◆ Task description
Copy out everything from the line containing "of the flower" down to the end of the listing, word for word, and leave the pictures out.

* * * * * * * * *

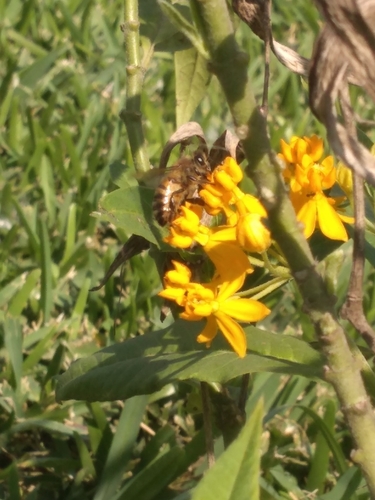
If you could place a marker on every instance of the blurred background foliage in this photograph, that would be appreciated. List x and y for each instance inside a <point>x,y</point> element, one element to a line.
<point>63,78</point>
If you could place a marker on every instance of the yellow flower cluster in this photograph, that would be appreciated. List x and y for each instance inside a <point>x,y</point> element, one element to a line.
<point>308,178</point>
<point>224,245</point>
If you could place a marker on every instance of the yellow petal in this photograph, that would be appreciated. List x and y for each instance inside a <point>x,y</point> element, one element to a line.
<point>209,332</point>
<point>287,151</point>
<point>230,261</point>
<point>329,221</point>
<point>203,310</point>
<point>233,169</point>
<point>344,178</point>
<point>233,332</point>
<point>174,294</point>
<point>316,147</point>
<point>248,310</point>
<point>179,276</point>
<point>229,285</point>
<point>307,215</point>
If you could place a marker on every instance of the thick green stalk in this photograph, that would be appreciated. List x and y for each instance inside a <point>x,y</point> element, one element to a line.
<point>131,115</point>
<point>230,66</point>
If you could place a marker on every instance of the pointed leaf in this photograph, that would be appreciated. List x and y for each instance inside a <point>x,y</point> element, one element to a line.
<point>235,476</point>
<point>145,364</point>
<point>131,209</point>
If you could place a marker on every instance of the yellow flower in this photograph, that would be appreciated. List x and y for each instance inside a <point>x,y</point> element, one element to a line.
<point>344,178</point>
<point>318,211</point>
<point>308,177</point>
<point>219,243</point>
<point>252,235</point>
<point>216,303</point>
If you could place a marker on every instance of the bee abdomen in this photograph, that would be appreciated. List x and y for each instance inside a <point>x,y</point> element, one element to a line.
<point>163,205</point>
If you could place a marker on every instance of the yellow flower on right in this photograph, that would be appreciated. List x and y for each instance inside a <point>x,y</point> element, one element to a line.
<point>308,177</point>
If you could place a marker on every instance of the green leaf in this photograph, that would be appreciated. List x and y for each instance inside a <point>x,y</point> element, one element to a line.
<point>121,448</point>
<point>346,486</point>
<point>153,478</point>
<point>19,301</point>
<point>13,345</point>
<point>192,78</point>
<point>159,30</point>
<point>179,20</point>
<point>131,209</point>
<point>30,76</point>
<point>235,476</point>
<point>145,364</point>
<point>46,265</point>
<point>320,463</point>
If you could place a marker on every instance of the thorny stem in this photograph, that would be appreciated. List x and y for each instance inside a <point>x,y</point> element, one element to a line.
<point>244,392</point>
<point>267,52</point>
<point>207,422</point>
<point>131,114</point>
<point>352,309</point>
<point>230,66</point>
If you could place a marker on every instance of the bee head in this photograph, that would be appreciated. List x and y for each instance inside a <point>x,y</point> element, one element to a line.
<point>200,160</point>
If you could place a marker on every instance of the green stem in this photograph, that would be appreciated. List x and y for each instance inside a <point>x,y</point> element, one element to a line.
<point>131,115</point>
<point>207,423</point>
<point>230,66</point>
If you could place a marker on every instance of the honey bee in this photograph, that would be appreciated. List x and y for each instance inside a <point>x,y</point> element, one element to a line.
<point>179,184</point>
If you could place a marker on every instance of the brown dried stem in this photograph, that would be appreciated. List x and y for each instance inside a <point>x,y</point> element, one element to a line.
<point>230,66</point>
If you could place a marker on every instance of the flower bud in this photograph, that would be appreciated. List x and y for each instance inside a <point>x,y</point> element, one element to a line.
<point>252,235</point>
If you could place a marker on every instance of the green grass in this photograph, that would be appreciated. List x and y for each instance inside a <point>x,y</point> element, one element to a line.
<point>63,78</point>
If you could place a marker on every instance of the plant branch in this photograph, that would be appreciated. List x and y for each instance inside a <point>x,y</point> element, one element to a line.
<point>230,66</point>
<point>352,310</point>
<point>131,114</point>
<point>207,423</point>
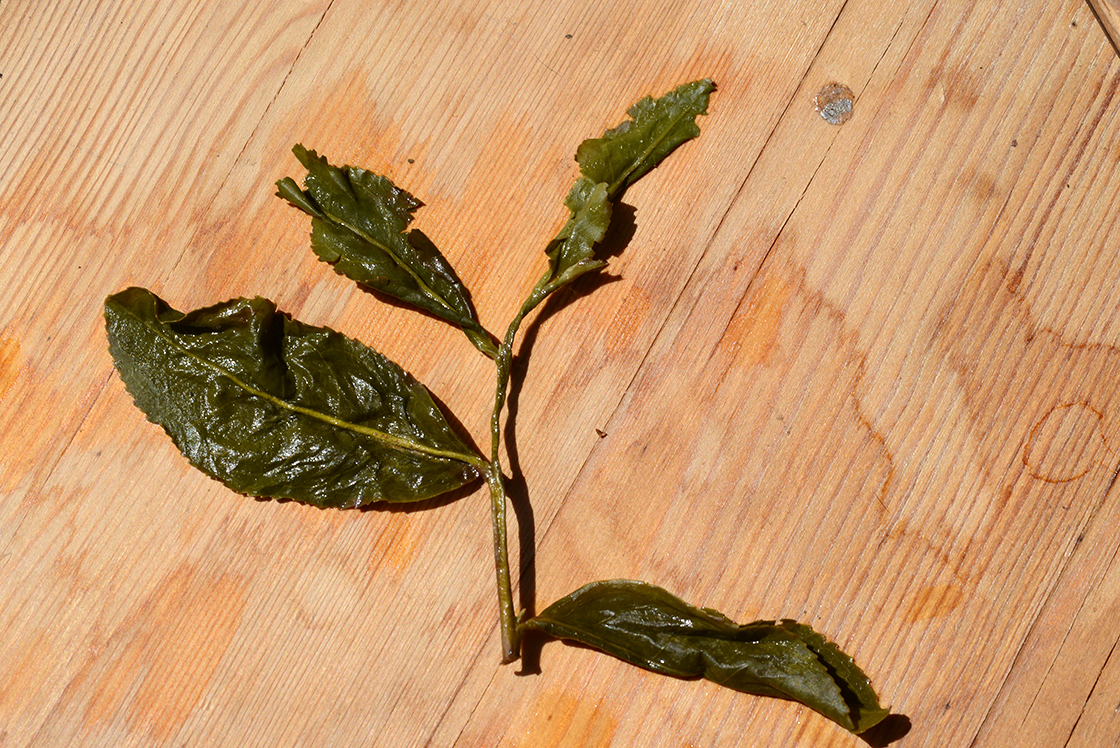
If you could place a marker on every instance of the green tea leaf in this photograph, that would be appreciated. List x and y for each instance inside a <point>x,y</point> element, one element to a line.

* * * * * * * * *

◆ Complete answer
If you could place a marker on every instance of the flower bud in this photograph, that would be appreciated. List x and y for each instance inside a <point>x,y</point> element, one element to a line.
<point>252,235</point>
If you could place a marker on every instance of the green grass in this photograph, that would be appreciated. List x and y for each instance inside a <point>x,y</point> element, one element to a line.
<point>63,78</point>
If you could place a marker on every instance of the plant branch in this photograph, that would be appreciated. List x and y for each instance inside a <point>x,y</point> element, one element to a line.
<point>230,66</point>
<point>352,310</point>
<point>131,114</point>
<point>207,423</point>
If you could place a marker on every instance of the green tea leaf in this photograph, that would be appreciated. List x and y for each instance inside a <point>x,y</point> element, one element to a line.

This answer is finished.